= DOCUMENT PASSAGE =
##############################

Marvellous stuff, which forced the Prince to rewrite tomorrow's speech to "clarify" his views. But there is more to this than knockabout entertainment. Politics is changing. The Prime Minister's announcement that he will not fight the election after next has lifted the constraints on ministers - not much, but appreciably.

Clarke is a naturally combative politician, and might have gone for the Prince anyway. But it was interesting that John Reid, another combative politician, joined in the next day, publicly agreeing with his Cabinet ally in a pre-recorded interview shown on Channel 4 last night. It was not until Peter Hain, the Cabinet minister best known for his republican sympathies, took to the Today programme on Friday that the old restraints started to be reimposed. He refused to be drawn into the fun.

Downing Street had gone into firefighting mode to try to cool the story down, but without the urgency of yesteryear. I am told that Tony Blair was not really bothered by the fuss. One of his advisers admitted that Clarke's language was "florid", but wondered whether it was going to continue to be the case that "people in public life will not engage with the Prince". Compare this with the touchiness of Blair's inner circle about the monarchy in opposition and in the first term of government, when Ron Davies and Mo Mowlam were given the third degree for deviating from the New Labour, New Royalist script.

There is a cool draught of the fresh air of liberation drifting into the Cabinet room. The atmosphere in Cabinet is beginning to resemble that in Year Six of primary schools around the country. The pupils know they are leaving next summer, and that they will never have to see their teachers again. It is becoming noticeably more difficult to maintain discipline.

That is not to say that Clarke was, in the florid language of headline writers, launching a leadership bid. His comments about the Prince will have gone down well with all three sections of the electoral college that will elect the next Labour leader - MPs, party members and the four million trade unionists who support the Labour Party. More importantly, they will do Clarke no harm at all with the hidden fourth section of the electoral college - public opinion as mediated by opinion polls - which will have a decisive influence on the way the first three sections vote. But that does not automatically mean that Clarke's attack on the Prince was premeditated. Indeed, the most plausible interpretation is to take the Secretary of State at his word and assume that he went on the Today programme intending to hold back, but then decided, live on air, that the Prince's views were so ridiculous that he let fly.

##############################

= TO DO =
Can you condense the paragraph of the article that begins "Downing Street had gone into firefighting mode" into a short bulleted list that keeps its main facts?

(Dataset records)
##############################

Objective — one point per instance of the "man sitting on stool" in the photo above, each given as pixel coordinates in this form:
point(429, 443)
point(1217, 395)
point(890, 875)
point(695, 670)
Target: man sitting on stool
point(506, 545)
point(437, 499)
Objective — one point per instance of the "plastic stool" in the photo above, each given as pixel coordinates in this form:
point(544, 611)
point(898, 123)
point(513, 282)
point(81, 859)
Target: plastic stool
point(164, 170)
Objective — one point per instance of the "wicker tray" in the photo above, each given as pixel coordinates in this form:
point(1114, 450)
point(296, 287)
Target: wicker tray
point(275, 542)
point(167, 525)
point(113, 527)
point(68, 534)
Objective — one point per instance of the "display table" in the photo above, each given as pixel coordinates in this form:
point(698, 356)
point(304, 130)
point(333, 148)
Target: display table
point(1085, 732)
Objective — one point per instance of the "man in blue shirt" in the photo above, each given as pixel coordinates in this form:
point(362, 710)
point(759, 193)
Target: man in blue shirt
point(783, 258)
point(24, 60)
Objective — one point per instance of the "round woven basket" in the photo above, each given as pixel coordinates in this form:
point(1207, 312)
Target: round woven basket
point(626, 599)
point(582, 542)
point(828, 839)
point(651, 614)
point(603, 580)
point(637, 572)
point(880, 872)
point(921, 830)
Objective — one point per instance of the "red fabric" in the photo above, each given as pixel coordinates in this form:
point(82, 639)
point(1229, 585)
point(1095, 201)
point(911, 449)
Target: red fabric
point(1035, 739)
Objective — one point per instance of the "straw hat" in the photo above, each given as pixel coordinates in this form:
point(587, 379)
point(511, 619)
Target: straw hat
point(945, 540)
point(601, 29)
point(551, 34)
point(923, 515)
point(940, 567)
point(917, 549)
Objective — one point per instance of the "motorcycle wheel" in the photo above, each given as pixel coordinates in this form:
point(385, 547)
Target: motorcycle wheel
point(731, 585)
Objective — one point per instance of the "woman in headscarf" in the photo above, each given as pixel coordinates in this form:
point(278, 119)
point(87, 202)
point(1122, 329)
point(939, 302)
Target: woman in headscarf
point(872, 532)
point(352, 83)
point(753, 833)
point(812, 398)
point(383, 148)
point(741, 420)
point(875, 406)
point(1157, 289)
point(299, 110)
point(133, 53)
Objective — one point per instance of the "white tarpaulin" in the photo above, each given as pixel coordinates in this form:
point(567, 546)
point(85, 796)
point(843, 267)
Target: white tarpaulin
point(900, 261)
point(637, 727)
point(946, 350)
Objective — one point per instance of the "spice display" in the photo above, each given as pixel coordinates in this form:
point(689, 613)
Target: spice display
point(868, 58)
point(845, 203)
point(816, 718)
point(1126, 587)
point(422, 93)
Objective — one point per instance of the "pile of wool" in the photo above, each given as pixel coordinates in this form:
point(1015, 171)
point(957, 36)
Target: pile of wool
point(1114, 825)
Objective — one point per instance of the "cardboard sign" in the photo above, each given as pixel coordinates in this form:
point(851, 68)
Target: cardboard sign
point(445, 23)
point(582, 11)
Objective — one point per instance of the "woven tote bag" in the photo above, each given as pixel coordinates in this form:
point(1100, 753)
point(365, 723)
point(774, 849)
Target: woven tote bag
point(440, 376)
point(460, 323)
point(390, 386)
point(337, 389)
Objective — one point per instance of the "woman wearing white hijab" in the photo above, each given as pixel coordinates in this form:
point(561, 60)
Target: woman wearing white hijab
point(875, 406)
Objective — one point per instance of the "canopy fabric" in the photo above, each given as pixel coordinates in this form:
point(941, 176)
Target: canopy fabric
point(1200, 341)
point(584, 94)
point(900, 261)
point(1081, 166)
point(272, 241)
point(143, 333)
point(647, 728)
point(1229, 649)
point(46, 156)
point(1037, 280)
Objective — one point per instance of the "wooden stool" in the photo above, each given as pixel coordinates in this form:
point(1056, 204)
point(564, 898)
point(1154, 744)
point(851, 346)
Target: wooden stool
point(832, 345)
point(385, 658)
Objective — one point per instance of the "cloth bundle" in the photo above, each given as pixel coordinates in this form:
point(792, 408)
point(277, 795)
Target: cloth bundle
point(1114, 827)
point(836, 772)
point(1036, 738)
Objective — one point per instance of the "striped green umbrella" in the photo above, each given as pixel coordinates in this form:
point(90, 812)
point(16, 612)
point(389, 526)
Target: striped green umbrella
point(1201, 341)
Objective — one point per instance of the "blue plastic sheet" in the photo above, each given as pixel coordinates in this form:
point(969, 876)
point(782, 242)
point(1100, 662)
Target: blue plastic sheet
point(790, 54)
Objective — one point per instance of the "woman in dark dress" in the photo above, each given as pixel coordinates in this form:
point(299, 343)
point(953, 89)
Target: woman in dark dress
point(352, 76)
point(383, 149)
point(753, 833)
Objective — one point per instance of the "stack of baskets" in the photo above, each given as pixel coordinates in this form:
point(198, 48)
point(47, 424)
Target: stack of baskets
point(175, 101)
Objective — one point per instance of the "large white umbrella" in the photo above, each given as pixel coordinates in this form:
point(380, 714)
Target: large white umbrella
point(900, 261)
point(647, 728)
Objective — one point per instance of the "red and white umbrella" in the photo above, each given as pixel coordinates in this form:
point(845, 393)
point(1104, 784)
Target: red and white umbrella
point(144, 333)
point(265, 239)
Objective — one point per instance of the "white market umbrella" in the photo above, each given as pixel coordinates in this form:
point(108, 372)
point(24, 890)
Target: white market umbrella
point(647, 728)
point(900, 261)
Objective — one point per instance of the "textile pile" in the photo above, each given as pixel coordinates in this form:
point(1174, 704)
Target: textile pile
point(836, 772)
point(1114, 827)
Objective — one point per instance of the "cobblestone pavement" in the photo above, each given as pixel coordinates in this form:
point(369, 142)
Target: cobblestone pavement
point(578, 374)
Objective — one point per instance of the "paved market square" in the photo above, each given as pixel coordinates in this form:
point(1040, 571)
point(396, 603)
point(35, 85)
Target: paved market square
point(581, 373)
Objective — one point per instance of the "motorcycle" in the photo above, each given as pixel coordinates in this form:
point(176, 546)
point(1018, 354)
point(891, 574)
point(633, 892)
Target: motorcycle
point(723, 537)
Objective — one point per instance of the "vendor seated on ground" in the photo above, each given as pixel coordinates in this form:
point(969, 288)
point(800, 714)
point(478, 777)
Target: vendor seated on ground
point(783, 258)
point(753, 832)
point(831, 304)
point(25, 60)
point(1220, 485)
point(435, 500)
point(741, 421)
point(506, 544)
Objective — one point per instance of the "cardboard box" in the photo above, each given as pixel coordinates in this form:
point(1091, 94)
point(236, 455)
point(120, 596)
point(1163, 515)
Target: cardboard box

##############################

= WRITTEN RESPONSE =
- Downing Street tried to cool the story down, but with less urgency than in earlier years.
- Tony Blair reportedly was not really bothered by the fuss.
- One of his advisers called Clarke's language "florid" but wondered whether "people in public life will not engage with the Prince" would remain the case.
- Blair's inner circle had been far touchier about the monarchy in opposition and in the first term, when Ron Davies and Mo Mowlam were given the third degree for deviating from the New Labour, New Royalist script.